What you are asked to do:
Return each of the following lines without any change.

Information supplied start

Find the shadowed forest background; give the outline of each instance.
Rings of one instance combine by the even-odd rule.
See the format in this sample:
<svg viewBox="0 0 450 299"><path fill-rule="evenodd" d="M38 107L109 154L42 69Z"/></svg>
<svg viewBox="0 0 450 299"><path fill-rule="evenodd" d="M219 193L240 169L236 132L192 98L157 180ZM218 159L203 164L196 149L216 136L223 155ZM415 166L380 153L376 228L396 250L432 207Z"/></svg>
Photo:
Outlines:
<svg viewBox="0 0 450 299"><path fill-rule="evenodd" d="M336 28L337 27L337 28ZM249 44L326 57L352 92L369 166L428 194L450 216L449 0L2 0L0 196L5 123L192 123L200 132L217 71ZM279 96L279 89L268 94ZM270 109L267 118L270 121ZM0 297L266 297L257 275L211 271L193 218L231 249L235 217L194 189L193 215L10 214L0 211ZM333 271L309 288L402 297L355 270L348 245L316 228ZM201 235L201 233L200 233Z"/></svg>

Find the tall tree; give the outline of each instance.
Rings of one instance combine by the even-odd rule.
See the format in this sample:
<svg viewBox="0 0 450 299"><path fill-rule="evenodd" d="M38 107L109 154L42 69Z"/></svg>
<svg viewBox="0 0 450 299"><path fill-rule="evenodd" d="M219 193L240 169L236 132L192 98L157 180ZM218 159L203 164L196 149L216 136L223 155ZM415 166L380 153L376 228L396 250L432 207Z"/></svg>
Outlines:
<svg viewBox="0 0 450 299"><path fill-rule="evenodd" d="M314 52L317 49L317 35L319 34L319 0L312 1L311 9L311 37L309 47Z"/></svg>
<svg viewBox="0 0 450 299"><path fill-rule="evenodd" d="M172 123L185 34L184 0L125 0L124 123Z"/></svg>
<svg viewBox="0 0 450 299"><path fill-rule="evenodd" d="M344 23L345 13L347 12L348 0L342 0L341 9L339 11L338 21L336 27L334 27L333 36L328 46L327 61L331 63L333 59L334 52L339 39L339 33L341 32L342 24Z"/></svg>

Information supplied end

Expected output:
Find the shadowed forest background; give the outline of each instance.
Rings of one instance combine by the even-odd rule.
See the format in this sample:
<svg viewBox="0 0 450 299"><path fill-rule="evenodd" d="M38 107L109 154L42 69Z"/></svg>
<svg viewBox="0 0 450 299"><path fill-rule="evenodd" d="M219 193L240 169L236 132L192 98L157 180ZM218 159L203 164L196 149L216 136L223 155ZM415 166L380 153L376 228L396 250L432 207Z"/></svg>
Photo:
Outlines:
<svg viewBox="0 0 450 299"><path fill-rule="evenodd" d="M336 28L337 27L337 28ZM249 44L326 57L352 92L369 166L428 194L450 216L449 0L2 0L0 196L5 123L192 123L200 132L217 71ZM279 96L279 89L268 94ZM270 109L267 118L270 121ZM0 297L266 297L257 275L211 271L193 218L231 249L235 217L194 189L193 215L10 214L0 211ZM333 271L309 288L402 297L355 270L348 245L316 228ZM201 235L201 233L200 233Z"/></svg>

Find the tall tree; give the outline of each instance.
Rings of one instance combine by the even-odd rule.
See the format in this sample:
<svg viewBox="0 0 450 299"><path fill-rule="evenodd" d="M38 107L109 154L42 69Z"/></svg>
<svg viewBox="0 0 450 299"><path fill-rule="evenodd" d="M219 193L240 169L236 132L192 98L157 180ZM218 159L203 164L196 149L216 136L223 155ZM415 166L380 153L376 228L396 250L432 207Z"/></svg>
Outlines:
<svg viewBox="0 0 450 299"><path fill-rule="evenodd" d="M314 52L317 49L317 35L319 34L319 0L312 1L311 9L311 37L309 47Z"/></svg>
<svg viewBox="0 0 450 299"><path fill-rule="evenodd" d="M172 123L185 34L184 0L125 0L124 123Z"/></svg>
<svg viewBox="0 0 450 299"><path fill-rule="evenodd" d="M344 23L345 13L347 12L348 0L342 0L341 9L339 11L338 21L336 27L334 27L333 36L328 46L327 61L331 63L333 59L334 52L339 39L339 33L341 32L342 24Z"/></svg>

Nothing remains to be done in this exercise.